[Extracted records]

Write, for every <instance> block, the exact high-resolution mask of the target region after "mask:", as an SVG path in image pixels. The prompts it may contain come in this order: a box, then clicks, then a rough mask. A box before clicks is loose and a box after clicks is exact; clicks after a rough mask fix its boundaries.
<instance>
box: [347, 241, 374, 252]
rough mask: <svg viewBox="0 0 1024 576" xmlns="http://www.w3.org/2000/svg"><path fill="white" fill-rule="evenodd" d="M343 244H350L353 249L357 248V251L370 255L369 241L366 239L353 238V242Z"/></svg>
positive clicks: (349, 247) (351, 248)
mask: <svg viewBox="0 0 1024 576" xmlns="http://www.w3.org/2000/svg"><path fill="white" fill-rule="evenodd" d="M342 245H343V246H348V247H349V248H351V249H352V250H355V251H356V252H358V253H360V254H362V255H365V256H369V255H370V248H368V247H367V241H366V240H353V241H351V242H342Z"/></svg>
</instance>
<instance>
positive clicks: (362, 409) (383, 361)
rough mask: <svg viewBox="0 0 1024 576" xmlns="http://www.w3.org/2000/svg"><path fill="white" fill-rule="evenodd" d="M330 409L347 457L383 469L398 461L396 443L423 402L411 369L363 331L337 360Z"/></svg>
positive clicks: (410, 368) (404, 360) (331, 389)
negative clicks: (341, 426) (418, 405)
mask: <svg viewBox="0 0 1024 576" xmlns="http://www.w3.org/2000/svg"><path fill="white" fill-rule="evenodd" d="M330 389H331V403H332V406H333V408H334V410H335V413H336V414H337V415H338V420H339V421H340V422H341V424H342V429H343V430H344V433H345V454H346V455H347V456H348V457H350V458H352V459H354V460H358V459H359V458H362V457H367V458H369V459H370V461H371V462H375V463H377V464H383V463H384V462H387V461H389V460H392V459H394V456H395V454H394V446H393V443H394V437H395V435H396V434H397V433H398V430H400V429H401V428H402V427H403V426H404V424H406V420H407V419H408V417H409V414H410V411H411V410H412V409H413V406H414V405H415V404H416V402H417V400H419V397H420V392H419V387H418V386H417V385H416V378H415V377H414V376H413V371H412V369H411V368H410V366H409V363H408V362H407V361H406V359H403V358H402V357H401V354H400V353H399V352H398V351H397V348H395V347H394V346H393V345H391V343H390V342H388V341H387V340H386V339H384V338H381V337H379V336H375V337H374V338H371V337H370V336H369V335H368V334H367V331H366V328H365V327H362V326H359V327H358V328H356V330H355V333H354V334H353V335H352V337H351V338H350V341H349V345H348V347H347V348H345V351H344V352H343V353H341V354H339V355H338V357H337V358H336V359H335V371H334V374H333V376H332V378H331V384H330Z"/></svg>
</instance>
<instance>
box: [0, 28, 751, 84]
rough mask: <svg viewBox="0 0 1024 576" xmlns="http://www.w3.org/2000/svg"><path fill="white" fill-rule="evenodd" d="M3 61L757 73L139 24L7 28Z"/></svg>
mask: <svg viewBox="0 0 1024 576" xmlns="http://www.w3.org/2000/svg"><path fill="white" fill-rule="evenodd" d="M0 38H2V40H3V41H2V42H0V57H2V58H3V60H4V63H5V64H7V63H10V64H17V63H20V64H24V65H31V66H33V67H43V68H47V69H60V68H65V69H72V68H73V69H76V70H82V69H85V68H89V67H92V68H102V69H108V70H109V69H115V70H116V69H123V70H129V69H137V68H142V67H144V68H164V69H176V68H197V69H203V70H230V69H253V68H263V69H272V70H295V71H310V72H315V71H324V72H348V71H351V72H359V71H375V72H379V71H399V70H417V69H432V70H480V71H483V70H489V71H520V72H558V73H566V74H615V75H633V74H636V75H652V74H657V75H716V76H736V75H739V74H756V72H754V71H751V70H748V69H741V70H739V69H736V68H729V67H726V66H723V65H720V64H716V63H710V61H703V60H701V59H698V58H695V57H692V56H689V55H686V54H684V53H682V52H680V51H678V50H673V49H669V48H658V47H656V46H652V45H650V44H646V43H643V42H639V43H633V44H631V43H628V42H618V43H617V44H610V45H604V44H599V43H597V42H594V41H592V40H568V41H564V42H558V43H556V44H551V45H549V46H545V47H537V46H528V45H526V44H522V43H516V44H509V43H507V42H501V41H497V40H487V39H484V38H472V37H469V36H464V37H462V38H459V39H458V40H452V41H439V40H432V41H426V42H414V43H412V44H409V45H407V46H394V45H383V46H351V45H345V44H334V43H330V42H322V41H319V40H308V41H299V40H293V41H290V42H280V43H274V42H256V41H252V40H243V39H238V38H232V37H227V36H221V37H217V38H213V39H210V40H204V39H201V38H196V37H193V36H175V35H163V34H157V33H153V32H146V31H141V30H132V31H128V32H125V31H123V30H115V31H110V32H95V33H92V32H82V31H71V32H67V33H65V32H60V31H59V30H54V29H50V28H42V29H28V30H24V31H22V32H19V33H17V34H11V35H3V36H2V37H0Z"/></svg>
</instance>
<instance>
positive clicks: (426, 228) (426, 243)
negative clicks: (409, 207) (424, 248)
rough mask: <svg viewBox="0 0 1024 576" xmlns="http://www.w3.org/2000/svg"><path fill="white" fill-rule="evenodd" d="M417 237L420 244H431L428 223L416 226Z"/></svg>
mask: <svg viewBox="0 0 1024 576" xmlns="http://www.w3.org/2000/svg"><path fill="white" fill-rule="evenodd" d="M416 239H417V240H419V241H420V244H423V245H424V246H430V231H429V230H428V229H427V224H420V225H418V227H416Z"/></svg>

* Aim of the exercise
The response should be an exact copy of all the records above.

* Exercise result
Write, for every <instance> block, the exact high-resolution mask of the target region after "mask:", as an SVG path in image pixels. The prompts it may contain come in this order: a box, then clicks, then a rough mask. A box before clicks is loose and a box after clicks is exact; clicks after a rough mask fix its boundaries.
<instance>
box: [347, 241, 374, 252]
rough mask: <svg viewBox="0 0 1024 576" xmlns="http://www.w3.org/2000/svg"><path fill="white" fill-rule="evenodd" d="M343 244H350L353 249L357 248V251L370 255L369 241L366 239L353 238V242Z"/></svg>
positive clicks: (349, 247) (351, 248)
mask: <svg viewBox="0 0 1024 576" xmlns="http://www.w3.org/2000/svg"><path fill="white" fill-rule="evenodd" d="M342 245H343V246H348V247H349V248H351V249H352V250H355V251H356V252H358V253H360V254H362V255H365V256H369V255H370V248H368V247H367V241H366V240H353V241H351V242H342Z"/></svg>
</instance>
<instance>
positive clicks: (362, 409) (383, 361)
rough mask: <svg viewBox="0 0 1024 576" xmlns="http://www.w3.org/2000/svg"><path fill="white" fill-rule="evenodd" d="M330 409L347 457L383 469L398 461L396 443L423 402L411 369L363 331L337 360Z"/></svg>
positive clicks: (410, 368) (404, 360) (331, 389)
negative clicks: (341, 426) (418, 405)
mask: <svg viewBox="0 0 1024 576" xmlns="http://www.w3.org/2000/svg"><path fill="white" fill-rule="evenodd" d="M330 389H331V403H332V406H333V408H334V410H335V413H336V414H337V415H338V420H339V421H340V422H341V424H342V429H343V430H344V433H345V454H346V455H347V456H348V457H350V458H352V459H354V460H358V459H359V458H362V457H367V458H369V459H370V461H371V462H375V463H377V464H383V463H384V462H387V461H389V460H392V459H394V456H395V454H394V446H393V443H394V437H395V435H396V434H397V433H398V430H400V429H401V428H402V427H403V426H404V424H406V420H407V419H408V417H409V414H410V411H411V410H412V409H413V406H414V405H415V404H416V402H417V400H419V397H420V392H419V387H418V386H417V385H416V378H415V377H414V376H413V371H412V369H411V368H410V366H409V363H408V362H407V361H406V359H403V358H402V357H401V354H400V353H399V352H398V351H397V348H395V347H394V346H393V345H391V343H390V342H388V341H387V340H386V339H384V338H381V337H379V336H375V337H374V338H371V337H370V336H369V335H368V334H367V331H366V328H365V327H362V326H359V327H358V328H356V330H355V333H354V334H353V335H352V337H351V338H350V341H349V345H348V347H347V348H345V351H344V352H343V353H341V354H339V355H338V357H337V358H336V359H335V371H334V374H333V376H332V378H331V384H330Z"/></svg>
</instance>
<instance>
box: [0, 28, 751, 84]
rough mask: <svg viewBox="0 0 1024 576" xmlns="http://www.w3.org/2000/svg"><path fill="white" fill-rule="evenodd" d="M3 61L757 73L139 24L7 28Z"/></svg>
mask: <svg viewBox="0 0 1024 576" xmlns="http://www.w3.org/2000/svg"><path fill="white" fill-rule="evenodd" d="M0 38H2V40H3V41H2V42H0V57H2V58H3V60H4V63H5V64H7V63H10V64H17V63H20V64H24V65H31V66H33V67H43V68H47V69H60V68H65V69H72V68H73V69H76V70H82V69H85V68H89V67H92V68H102V69H108V70H109V69H115V70H116V69H123V70H129V69H137V68H142V67H144V68H164V69H176V68H197V69H203V70H230V69H253V68H263V69H272V70H295V71H310V72H315V71H324V72H348V71H351V72H359V71H375V72H379V71H399V70H417V69H432V70H480V71H483V70H489V71H520V72H558V73H566V74H615V75H633V74H636V75H652V74H657V75H716V76H736V75H739V74H756V72H754V71H751V70H748V69H741V70H739V69H736V68H729V67H726V66H723V65H720V64H716V63H710V61H703V60H701V59H698V58H695V57H692V56H689V55H686V54H684V53H682V52H680V51H678V50H673V49H669V48H658V47H656V46H652V45H650V44H646V43H643V42H639V43H633V44H631V43H628V42H618V43H617V44H610V45H604V44H599V43H597V42H594V41H592V40H568V41H564V42H558V43H556V44H551V45H549V46H545V47H537V46H528V45H526V44H522V43H516V44H509V43H507V42H501V41H497V40H487V39H484V38H472V37H469V36H464V37H462V38H459V39H458V40H452V41H439V40H432V41H426V42H414V43H412V44H409V45H407V46H394V45H383V46H351V45H345V44H334V43H330V42H322V41H319V40H308V41H299V40H293V41H290V42H280V43H274V42H256V41H252V40H243V39H238V38H232V37H227V36H221V37H217V38H213V39H210V40H204V39H201V38H196V37H193V36H175V35H163V34H157V33H153V32H146V31H141V30H132V31H128V32H125V31H123V30H115V31H110V32H95V33H92V32H82V31H71V32H67V33H65V32H60V31H59V30H54V29H50V28H42V29H28V30H24V31H22V32H19V33H17V34H11V35H3V36H2V37H0Z"/></svg>
</instance>
<instance>
positive clicks: (426, 228) (426, 243)
negative clicks: (409, 207) (424, 248)
rough mask: <svg viewBox="0 0 1024 576" xmlns="http://www.w3.org/2000/svg"><path fill="white" fill-rule="evenodd" d="M417 237L420 244H431L428 223L416 226Z"/></svg>
mask: <svg viewBox="0 0 1024 576" xmlns="http://www.w3.org/2000/svg"><path fill="white" fill-rule="evenodd" d="M416 239H417V240H419V241H420V244H423V245H424V246H430V231H429V230H428V229H427V224H420V225H418V227H416Z"/></svg>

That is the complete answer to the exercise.